-------- PASSAGE

My Confession: Walkthroughs Terrify Me!

I blog to share my feelings. I blog to reflect. I blog to refine my practices, and hopefully, become a better teacher. That’s why I need to write this post, and it’s a hard one to write. I have a confession to make: walkthroughs terrify me! Now that being said, please don’t get me wrong. I absolutely adore our administrative team: Paul Clemens and Kristi Keery-Bishop are fantastic people to work with! I learn a lot from both of them, and I appreciate how much they consistently get me thinking.

They’re not intimidating at all. They come in, talk to students, and see what’s happening in the classroom. The students love sharing their learning with them, and they’re always excited when they come for a visit. And I love that my administrators are so visible in the classroom and so eager to be a part of the learning environment. In fact, I welcome Paul and Kristi in the classroom anytime … even though their visits scare me. 

So why do their visits concern me? They do because I’m afraid that there’s going to be a problem. I’m afraid that I’m not going to be good enough. I’m afraid that the lesson is not going to go as planned. I’m afraid that their snapshot of the learning environment will not capture everything.

----------------
-------- RECORD SET

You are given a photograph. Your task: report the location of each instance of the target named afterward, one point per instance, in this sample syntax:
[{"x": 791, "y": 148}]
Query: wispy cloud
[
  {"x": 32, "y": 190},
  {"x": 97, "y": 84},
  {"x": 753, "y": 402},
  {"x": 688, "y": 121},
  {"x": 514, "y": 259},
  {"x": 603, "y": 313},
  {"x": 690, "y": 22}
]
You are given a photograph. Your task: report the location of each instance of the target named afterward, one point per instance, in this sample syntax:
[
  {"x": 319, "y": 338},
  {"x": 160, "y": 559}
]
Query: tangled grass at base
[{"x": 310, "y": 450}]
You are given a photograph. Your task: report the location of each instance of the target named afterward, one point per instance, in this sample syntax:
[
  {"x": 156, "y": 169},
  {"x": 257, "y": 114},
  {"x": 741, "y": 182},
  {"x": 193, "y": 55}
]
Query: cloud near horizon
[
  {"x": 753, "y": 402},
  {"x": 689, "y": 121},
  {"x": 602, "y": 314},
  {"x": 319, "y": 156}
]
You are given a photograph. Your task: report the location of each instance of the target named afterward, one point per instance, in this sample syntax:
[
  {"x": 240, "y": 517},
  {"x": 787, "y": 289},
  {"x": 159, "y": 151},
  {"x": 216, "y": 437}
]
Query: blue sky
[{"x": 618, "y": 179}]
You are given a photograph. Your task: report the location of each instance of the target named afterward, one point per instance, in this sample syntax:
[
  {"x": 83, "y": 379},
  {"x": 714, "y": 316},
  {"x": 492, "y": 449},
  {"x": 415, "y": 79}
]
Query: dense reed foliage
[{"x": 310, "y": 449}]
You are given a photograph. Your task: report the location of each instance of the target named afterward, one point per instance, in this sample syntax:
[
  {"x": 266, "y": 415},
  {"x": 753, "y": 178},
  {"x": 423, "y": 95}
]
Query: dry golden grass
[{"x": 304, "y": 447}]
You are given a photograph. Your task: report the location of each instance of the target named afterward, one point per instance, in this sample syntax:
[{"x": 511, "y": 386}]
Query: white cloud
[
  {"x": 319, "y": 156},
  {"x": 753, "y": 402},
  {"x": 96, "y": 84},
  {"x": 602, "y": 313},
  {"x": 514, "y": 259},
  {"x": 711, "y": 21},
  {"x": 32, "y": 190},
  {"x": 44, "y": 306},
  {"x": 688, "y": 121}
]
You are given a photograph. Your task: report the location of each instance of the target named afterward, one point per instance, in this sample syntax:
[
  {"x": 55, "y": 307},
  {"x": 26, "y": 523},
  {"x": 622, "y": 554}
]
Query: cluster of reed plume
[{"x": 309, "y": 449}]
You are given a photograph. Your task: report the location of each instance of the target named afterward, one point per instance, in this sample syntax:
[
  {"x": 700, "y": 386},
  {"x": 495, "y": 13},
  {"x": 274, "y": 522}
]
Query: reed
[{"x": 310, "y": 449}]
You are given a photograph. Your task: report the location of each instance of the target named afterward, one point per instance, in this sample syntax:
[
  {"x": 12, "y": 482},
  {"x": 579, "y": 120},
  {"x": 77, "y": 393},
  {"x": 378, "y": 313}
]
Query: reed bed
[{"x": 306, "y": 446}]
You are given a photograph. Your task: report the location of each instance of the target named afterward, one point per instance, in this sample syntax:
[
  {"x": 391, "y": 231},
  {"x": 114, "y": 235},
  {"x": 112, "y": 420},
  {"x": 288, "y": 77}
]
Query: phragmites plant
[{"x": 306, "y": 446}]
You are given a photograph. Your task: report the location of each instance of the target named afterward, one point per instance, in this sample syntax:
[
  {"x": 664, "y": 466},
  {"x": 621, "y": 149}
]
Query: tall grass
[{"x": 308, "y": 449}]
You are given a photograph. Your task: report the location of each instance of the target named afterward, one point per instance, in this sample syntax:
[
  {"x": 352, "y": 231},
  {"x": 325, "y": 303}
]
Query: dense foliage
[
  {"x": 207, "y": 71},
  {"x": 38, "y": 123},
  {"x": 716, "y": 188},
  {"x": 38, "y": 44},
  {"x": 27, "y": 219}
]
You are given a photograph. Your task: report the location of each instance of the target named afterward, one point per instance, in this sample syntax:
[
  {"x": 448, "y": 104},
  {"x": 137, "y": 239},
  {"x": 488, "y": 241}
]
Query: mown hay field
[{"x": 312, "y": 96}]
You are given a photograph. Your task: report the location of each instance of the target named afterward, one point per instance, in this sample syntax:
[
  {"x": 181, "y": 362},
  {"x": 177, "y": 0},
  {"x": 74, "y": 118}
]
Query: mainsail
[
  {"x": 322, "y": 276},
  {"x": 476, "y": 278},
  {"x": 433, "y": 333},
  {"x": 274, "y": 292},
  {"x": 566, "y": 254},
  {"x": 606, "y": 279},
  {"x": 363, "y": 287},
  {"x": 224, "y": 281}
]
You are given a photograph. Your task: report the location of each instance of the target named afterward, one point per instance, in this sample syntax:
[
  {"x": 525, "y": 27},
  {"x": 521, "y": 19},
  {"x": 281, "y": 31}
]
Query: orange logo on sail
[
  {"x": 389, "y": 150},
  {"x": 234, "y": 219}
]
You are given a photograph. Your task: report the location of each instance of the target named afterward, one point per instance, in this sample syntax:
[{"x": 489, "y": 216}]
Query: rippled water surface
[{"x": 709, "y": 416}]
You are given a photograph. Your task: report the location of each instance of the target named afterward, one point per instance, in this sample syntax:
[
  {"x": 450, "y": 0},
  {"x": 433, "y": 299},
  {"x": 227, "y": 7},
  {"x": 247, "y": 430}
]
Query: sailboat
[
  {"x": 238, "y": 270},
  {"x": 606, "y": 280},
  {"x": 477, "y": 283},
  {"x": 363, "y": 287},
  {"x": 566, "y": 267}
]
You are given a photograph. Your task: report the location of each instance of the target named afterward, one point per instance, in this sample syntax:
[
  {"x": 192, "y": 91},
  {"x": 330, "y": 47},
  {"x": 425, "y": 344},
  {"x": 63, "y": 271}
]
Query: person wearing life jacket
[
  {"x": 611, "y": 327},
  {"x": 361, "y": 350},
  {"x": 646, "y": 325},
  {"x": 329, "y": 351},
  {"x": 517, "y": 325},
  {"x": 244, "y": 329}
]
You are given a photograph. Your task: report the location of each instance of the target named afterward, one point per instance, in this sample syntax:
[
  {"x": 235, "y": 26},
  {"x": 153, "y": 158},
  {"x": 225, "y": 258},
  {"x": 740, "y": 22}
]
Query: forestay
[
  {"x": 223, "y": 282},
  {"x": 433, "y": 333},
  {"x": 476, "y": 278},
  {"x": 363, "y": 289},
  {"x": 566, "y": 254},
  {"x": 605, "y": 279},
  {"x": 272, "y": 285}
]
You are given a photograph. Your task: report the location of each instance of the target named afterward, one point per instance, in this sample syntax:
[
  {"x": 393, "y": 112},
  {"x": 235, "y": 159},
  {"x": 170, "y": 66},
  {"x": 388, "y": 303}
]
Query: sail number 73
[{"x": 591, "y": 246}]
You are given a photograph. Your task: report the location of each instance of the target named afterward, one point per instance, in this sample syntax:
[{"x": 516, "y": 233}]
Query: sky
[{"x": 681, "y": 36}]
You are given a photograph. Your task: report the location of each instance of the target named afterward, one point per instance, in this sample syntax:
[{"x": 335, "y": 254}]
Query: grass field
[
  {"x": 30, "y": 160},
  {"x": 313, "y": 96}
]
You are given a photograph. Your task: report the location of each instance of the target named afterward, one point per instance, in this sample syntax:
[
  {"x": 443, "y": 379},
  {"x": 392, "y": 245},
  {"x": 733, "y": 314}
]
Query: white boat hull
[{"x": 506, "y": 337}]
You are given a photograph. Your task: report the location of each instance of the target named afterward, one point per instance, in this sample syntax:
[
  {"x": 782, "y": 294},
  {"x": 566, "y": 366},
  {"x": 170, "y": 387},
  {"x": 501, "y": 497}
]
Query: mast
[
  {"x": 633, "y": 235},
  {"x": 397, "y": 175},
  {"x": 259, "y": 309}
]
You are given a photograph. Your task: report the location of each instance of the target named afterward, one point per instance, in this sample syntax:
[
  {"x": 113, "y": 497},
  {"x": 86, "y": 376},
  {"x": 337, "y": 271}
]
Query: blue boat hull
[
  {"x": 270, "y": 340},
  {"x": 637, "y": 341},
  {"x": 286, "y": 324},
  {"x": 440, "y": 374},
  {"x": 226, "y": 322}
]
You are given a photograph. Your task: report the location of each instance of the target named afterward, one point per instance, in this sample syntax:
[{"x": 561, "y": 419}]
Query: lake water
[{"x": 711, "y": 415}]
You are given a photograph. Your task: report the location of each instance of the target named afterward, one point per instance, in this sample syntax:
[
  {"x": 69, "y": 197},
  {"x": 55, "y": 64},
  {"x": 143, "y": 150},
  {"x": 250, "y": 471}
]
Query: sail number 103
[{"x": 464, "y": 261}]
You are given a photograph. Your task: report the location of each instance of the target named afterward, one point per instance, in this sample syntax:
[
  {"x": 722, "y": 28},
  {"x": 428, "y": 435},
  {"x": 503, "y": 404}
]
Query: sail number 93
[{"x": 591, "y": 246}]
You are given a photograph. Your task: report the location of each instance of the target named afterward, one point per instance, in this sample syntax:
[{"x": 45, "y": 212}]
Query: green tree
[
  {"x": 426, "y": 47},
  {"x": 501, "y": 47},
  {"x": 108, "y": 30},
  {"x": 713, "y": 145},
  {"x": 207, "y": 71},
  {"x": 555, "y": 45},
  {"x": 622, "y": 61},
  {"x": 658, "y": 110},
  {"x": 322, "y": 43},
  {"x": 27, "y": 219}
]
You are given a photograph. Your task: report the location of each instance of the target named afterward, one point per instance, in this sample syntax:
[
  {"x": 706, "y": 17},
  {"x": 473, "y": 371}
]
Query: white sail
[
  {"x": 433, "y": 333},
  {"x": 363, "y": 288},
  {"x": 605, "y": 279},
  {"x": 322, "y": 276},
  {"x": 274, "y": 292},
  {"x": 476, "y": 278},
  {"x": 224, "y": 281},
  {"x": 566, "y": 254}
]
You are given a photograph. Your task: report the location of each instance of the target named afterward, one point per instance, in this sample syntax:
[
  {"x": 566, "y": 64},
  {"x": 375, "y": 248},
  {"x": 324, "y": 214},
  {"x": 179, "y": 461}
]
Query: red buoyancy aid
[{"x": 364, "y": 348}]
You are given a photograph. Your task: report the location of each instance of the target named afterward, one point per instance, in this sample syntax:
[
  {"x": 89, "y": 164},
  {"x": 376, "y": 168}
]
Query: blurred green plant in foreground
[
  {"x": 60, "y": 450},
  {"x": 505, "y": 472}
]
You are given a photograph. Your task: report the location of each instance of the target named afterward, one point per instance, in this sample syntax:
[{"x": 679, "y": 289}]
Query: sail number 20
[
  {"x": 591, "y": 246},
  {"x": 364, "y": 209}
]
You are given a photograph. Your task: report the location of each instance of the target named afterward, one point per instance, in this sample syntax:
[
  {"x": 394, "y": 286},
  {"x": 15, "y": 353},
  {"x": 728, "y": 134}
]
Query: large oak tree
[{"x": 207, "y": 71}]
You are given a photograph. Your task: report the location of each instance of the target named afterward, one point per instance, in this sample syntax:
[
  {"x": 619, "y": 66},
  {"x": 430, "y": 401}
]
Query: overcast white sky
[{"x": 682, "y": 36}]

----------------

▶ OBJECTIVE
In the blog post on classroom walkthroughs, who are the two members of the writer's administrative team?

▶ WORKED SOLUTION
Paul Clemens and Kristi Keery-Bishop.